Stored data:
____
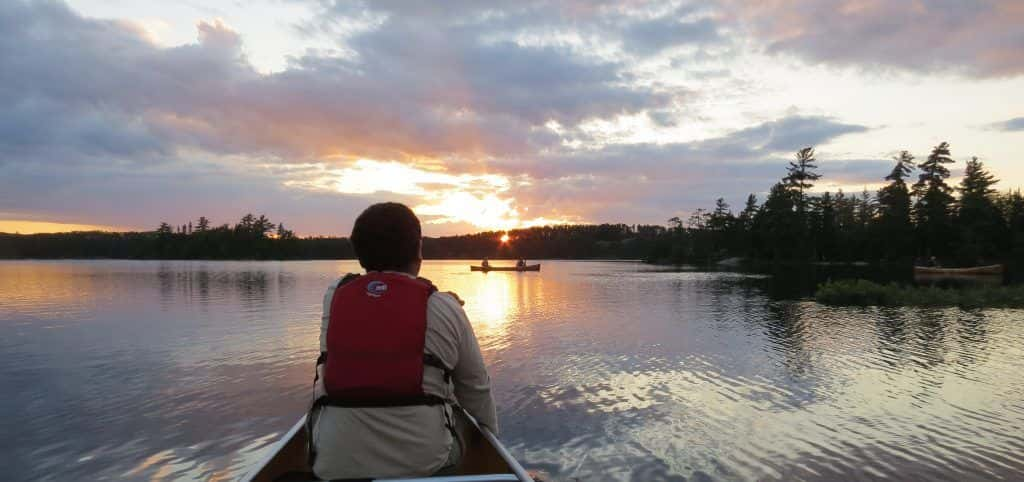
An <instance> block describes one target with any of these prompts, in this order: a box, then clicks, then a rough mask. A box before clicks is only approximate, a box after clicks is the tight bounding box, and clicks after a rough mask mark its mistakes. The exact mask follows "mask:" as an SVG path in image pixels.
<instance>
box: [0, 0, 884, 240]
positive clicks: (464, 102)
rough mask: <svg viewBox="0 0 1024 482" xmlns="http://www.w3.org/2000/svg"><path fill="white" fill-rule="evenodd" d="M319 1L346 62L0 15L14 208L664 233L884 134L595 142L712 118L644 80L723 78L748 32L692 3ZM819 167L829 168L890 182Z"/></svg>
mask: <svg viewBox="0 0 1024 482" xmlns="http://www.w3.org/2000/svg"><path fill="white" fill-rule="evenodd" d="M315 5H316V7H317V10H316V11H317V15H316V16H315V17H311V18H310V20H309V23H308V24H306V25H303V26H300V27H301V28H302V29H304V30H306V31H308V32H309V35H324V36H331V38H333V39H336V41H337V43H338V49H337V50H336V51H330V52H325V51H308V52H307V53H306V54H304V55H301V56H297V57H294V58H291V59H290V63H289V64H288V68H287V69H285V70H283V71H280V72H275V73H273V74H264V73H260V72H258V71H257V70H256V69H254V68H253V65H252V64H251V62H250V61H249V59H248V58H247V56H246V48H245V45H244V43H243V39H244V38H245V36H246V35H252V34H251V33H239V32H236V31H234V30H233V29H232V28H231V27H230V26H229V25H227V24H226V23H223V21H218V20H210V21H200V23H199V24H198V26H197V27H198V32H197V40H196V42H194V43H189V44H184V45H179V46H174V47H164V46H159V45H156V44H154V43H152V42H151V41H150V39H148V38H147V37H146V35H145V33H144V32H142V31H141V30H140V29H139V28H137V27H135V26H133V25H131V24H129V23H124V21H110V20H103V19H96V18H90V17H86V16H83V15H81V14H79V13H77V12H75V11H73V10H72V9H70V8H69V7H68V6H66V5H65V4H62V3H59V2H22V1H12V2H2V3H0V29H2V31H3V32H4V35H3V36H0V102H3V104H4V105H5V111H4V112H3V113H2V114H0V206H3V207H4V211H5V213H7V212H10V213H13V214H16V215H18V216H22V217H23V218H31V219H41V220H49V221H62V222H80V223H89V224H104V225H119V226H135V227H152V226H155V225H156V224H157V223H159V222H160V221H163V220H167V221H170V222H182V221H184V220H185V219H189V218H193V219H194V218H196V217H198V216H200V215H205V216H208V217H210V218H212V219H214V220H215V221H216V222H229V221H230V222H233V221H234V220H236V219H237V218H238V217H239V216H241V215H242V214H244V213H246V212H249V211H254V212H257V213H261V212H265V213H267V214H268V215H269V216H270V217H271V218H272V219H275V220H284V221H285V222H286V223H288V224H290V227H293V228H295V229H297V230H298V231H299V232H300V233H344V232H347V229H348V228H349V225H348V224H347V223H348V222H350V221H349V220H350V219H351V217H352V215H353V214H354V213H357V212H358V209H360V208H361V207H365V206H366V205H368V204H369V203H371V202H375V201H380V200H384V199H388V200H395V201H400V202H406V203H408V204H410V205H412V206H415V207H417V209H418V211H419V212H420V213H421V214H422V215H424V218H425V220H426V221H428V222H443V223H446V224H444V225H437V224H434V225H431V227H428V229H432V231H431V233H438V232H451V231H449V229H466V226H467V225H468V224H466V223H472V224H473V225H475V226H488V227H490V226H494V225H526V224H529V223H531V222H540V221H543V220H571V221H578V220H579V221H629V222H637V221H639V222H651V221H659V220H662V219H663V218H664V217H665V214H666V213H667V212H672V211H674V210H678V209H683V208H686V207H692V206H706V205H708V204H709V203H710V200H714V199H715V198H718V196H719V195H724V196H726V198H727V199H728V200H730V202H732V203H739V202H741V201H742V198H743V196H744V195H745V194H746V193H748V192H751V191H755V192H760V191H764V190H767V188H768V187H769V186H770V185H771V183H772V182H774V181H775V180H777V179H778V178H779V177H781V175H782V174H783V169H784V166H785V162H786V161H788V160H790V159H791V157H792V154H793V151H794V150H796V149H798V148H800V147H803V146H806V145H824V146H827V144H828V143H829V142H830V141H833V140H835V139H837V138H840V137H842V136H844V135H848V134H856V133H863V132H866V131H868V129H869V128H868V127H867V126H861V125H857V124H852V123H849V122H844V121H843V120H841V119H840V118H837V117H824V116H797V115H793V116H783V117H778V118H775V119H772V120H769V121H767V122H762V123H760V124H757V125H753V126H751V125H750V121H748V120H745V118H743V119H744V120H743V121H741V122H742V123H743V124H740V127H737V128H735V129H733V130H732V131H731V132H727V133H725V134H722V135H719V136H710V137H709V136H707V135H705V136H696V138H697V139H698V140H693V141H687V142H665V141H658V142H637V141H635V140H630V139H631V138H630V136H629V135H622V136H620V135H617V132H616V133H615V135H606V133H604V132H602V131H601V129H595V128H593V126H595V125H611V126H615V127H614V128H613V129H612V130H614V129H617V130H620V131H629V132H627V134H632V133H633V132H632V130H634V129H635V130H642V129H651V130H655V131H656V130H664V132H669V133H670V134H666V135H664V136H660V139H666V138H670V137H669V136H671V135H672V134H671V132H675V131H676V130H681V129H685V128H687V127H688V126H687V123H686V120H691V119H695V118H699V117H700V114H701V113H700V112H699V111H698V109H699V106H697V105H692V104H691V103H689V102H690V100H691V97H690V96H689V91H687V90H685V89H686V87H685V86H680V85H678V84H673V83H671V82H663V81H662V80H659V79H657V76H656V75H652V74H651V73H650V72H649V69H652V68H651V67H650V65H658V64H663V63H664V64H666V65H669V64H671V69H675V70H687V69H689V67H690V64H689V63H687V62H689V61H697V60H687V61H685V62H682V63H677V62H675V61H673V58H681V57H679V56H678V55H679V54H681V53H686V54H687V55H690V54H691V53H692V55H690V56H687V58H690V57H692V58H698V59H699V62H702V63H701V64H700V65H698V67H699V69H694V70H692V72H687V73H686V74H687V75H688V76H689V77H692V78H694V79H697V80H699V78H700V76H709V77H723V78H724V77H728V76H730V75H731V74H730V73H731V72H732V71H731V69H729V65H728V64H723V63H721V62H720V60H721V59H720V58H718V57H716V55H718V53H716V52H719V51H723V52H732V50H730V46H732V45H733V43H734V42H735V41H736V39H735V38H734V37H735V36H734V35H733V34H734V32H733V31H732V30H731V29H733V27H732V25H731V24H729V21H733V20H734V19H733V18H731V17H729V16H726V14H725V13H723V12H721V11H715V10H713V9H711V8H709V7H706V6H702V4H697V3H694V2H684V3H682V4H681V5H675V4H673V5H669V6H665V5H663V4H660V3H659V2H639V3H634V4H630V5H627V6H623V4H622V3H621V2H611V1H608V2H557V3H549V2H543V1H531V0H530V1H523V2H509V3H505V4H494V3H487V2H475V1H469V2H466V3H464V4H458V5H452V4H446V5H445V7H444V8H439V7H436V6H434V5H433V4H428V3H409V2H390V1H380V2H370V3H358V2H354V3H352V2H339V3H337V4H336V3H334V2H327V1H325V2H315ZM780 8H781V6H780ZM782 11H786V10H785V9H784V8H782ZM453 12H455V13H453ZM744 21H750V20H749V19H748V20H744ZM353 25H356V27H353ZM759 32H760V31H759ZM759 35H763V34H762V33H759ZM787 48H788V47H787ZM794 48H795V47H794ZM667 51H670V52H669V53H666V52H667ZM693 52H697V53H693ZM670 56H672V57H673V58H668V57H670ZM638 65H639V67H638ZM652 79H653V80H652ZM698 88H699V87H698ZM695 97H697V96H695ZM743 115H745V113H740V114H737V115H736V116H735V117H736V118H742V116H743ZM756 117H757V118H759V119H763V118H765V117H764V116H761V115H758V116H756ZM743 125H745V126H746V127H741V126H743ZM622 126H625V127H622ZM648 138H649V137H648ZM660 139H659V140H660ZM819 156H820V157H821V158H822V159H823V160H824V161H822V162H821V165H822V171H823V172H824V173H825V174H826V176H829V178H831V177H835V179H847V178H849V179H868V178H870V177H871V176H873V175H874V174H873V173H874V172H876V169H878V166H877V165H876V164H873V162H872V161H861V162H850V163H848V165H846V166H845V167H843V168H840V164H838V163H831V162H829V161H827V159H828V157H829V156H828V152H827V147H825V148H824V149H819ZM886 169H888V168H886ZM886 169H882V170H881V171H879V173H880V174H879V175H884V174H885V173H884V172H882V171H885V170H886ZM857 182H859V181H857ZM126 200H131V202H130V203H128V202H126ZM496 223H497V224H496Z"/></svg>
____
### WHAT THE TASK ASKS
Copy the rows from the beginning up to and including the line containing "rough mask: <svg", changing "positive clicks" to "foreground clicks" and leaving everything else as it is. Leave the pictures out of your answer.

### WORKED SOLUTION
An <instance> block describes one target with any of these prompts, in this order: a box, then clicks, then a rough mask. A box before clicks is only approximate, a box after clicks is the tight bounding box, and clicks after a rough mask mark its mistakes. The exact mask follows "mask:" as an SVG path in image pixels.
<instance>
box: [0, 0, 884, 240]
foreground clicks: (464, 102)
rough mask: <svg viewBox="0 0 1024 482" xmlns="http://www.w3.org/2000/svg"><path fill="white" fill-rule="evenodd" d="M319 1L346 62L0 15L14 208L664 233L884 134L595 142L712 118L644 80L723 78L748 32L692 3ZM819 167L829 168L890 182Z"/></svg>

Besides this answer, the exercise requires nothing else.